[WRITTEN PROBLEM] Copy out the lines below, from the line containing "Target: black metal fence rail" through the line containing "POLYGON ((26 377, 121", character for character.
** Begin **
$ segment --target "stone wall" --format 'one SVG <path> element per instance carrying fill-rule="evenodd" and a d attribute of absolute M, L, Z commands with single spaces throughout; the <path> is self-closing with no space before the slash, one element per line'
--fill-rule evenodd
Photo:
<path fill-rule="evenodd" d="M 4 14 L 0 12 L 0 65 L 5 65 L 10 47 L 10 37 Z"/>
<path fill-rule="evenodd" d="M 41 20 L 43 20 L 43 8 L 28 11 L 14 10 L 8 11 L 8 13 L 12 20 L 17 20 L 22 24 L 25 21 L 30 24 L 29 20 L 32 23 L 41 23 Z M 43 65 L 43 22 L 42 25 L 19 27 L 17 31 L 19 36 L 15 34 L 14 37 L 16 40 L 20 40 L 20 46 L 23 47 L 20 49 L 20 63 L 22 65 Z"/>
** End **
** Begin **
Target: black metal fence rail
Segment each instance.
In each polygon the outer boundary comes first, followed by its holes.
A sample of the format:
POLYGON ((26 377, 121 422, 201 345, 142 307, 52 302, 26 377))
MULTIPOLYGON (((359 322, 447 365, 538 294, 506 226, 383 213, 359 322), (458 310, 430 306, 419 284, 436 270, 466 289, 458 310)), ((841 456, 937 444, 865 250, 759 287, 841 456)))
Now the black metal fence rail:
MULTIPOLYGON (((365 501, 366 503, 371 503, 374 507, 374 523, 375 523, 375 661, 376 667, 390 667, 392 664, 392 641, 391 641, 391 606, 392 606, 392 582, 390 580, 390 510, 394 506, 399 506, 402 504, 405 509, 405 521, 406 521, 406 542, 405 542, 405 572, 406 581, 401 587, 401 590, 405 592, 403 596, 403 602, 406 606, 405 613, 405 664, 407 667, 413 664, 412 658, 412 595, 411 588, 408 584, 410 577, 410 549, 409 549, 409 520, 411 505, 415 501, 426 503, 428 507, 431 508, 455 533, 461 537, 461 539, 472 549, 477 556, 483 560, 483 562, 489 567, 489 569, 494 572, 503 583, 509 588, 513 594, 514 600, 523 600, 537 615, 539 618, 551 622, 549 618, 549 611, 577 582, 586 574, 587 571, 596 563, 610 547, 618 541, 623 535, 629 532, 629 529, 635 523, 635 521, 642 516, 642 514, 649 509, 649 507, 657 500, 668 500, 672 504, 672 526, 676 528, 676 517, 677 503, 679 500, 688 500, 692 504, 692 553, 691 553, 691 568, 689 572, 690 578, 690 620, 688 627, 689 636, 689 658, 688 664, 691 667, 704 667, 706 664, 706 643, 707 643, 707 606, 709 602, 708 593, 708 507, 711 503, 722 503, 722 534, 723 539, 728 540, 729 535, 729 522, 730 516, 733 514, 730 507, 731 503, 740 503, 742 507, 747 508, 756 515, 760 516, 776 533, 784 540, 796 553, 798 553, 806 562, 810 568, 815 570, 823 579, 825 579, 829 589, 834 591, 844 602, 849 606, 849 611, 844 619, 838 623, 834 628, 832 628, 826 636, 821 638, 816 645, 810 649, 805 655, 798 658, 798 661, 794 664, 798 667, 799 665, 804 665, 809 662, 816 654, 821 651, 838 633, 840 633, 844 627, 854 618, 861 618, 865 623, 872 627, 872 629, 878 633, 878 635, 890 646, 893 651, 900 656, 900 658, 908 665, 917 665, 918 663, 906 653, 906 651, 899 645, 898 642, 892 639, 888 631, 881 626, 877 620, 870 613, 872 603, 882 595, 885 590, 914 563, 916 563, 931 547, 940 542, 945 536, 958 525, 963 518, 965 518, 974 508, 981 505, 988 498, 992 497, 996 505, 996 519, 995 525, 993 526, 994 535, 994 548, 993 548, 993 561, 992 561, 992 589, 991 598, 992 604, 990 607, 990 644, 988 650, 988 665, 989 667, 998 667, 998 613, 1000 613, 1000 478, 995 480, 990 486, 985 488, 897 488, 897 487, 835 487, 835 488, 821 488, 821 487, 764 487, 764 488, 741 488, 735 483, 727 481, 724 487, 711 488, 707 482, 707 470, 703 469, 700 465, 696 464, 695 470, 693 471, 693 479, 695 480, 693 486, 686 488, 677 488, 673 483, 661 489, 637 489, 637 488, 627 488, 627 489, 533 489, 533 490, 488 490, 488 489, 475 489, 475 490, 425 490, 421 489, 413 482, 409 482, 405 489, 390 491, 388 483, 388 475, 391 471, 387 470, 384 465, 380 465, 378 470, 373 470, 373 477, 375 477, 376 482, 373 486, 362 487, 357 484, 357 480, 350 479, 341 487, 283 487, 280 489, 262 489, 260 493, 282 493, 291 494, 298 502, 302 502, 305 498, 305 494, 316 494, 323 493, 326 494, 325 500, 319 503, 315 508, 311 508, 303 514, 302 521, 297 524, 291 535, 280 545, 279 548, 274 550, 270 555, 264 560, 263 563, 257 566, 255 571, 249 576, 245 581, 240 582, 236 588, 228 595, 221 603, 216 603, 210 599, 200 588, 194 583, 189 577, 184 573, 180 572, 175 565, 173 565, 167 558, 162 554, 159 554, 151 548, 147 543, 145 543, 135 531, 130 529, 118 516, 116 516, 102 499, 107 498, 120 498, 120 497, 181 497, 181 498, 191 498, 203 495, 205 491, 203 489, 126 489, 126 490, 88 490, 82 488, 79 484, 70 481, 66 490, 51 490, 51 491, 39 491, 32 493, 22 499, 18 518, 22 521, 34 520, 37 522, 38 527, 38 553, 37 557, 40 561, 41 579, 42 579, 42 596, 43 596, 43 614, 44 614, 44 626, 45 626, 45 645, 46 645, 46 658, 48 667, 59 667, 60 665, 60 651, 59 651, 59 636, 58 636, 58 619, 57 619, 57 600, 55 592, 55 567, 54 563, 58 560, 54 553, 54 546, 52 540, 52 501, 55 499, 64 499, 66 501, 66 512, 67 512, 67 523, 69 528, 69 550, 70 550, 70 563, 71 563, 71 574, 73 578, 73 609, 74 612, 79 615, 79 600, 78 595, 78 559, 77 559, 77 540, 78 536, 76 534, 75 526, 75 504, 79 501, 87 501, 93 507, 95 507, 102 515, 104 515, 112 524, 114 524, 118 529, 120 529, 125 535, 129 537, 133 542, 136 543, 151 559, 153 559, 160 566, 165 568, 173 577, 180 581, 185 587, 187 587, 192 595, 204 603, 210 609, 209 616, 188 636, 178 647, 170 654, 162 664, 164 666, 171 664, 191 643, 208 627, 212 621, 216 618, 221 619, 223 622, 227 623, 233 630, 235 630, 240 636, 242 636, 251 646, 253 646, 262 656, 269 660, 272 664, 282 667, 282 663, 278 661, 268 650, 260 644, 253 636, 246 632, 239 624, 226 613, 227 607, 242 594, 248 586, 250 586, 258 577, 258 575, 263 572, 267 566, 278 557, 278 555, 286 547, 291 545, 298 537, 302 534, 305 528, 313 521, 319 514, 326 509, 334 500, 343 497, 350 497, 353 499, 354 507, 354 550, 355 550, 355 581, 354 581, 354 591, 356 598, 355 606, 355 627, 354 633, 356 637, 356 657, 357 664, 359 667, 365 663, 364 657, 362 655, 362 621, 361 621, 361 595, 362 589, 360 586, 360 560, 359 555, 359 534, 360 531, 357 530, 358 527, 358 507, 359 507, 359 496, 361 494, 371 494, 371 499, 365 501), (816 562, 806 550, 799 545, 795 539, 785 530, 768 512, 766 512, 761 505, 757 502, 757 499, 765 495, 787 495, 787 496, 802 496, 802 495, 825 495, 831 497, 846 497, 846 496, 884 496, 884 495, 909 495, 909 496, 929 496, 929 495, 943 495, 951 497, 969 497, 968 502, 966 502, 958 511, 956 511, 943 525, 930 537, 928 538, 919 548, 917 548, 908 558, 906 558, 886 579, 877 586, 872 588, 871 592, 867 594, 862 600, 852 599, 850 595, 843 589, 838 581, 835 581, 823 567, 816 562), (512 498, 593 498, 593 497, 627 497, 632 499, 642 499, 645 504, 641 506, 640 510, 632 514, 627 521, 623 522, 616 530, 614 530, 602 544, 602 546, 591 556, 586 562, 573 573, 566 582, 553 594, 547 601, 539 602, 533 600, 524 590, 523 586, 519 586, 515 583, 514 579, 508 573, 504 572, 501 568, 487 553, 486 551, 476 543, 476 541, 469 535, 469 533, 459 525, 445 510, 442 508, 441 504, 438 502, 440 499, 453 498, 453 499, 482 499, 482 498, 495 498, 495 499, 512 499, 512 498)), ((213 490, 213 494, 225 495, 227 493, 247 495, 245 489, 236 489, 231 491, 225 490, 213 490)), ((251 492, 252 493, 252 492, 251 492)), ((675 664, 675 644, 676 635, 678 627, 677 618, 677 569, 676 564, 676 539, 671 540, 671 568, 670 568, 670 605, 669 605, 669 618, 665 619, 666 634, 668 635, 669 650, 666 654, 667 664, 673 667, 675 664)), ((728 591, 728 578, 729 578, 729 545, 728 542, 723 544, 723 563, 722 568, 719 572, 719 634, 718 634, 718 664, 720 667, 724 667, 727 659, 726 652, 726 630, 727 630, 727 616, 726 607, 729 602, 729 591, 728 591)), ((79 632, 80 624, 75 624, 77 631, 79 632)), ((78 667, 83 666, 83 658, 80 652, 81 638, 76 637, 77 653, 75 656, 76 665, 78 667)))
** End **
[COMPLETED TASK]
Target: black metal fence rail
Segment each instance.
In each polygon the outer boundary comes first, followed by its holes.
A sample of the format:
POLYGON ((26 377, 121 422, 201 345, 142 307, 52 302, 26 377))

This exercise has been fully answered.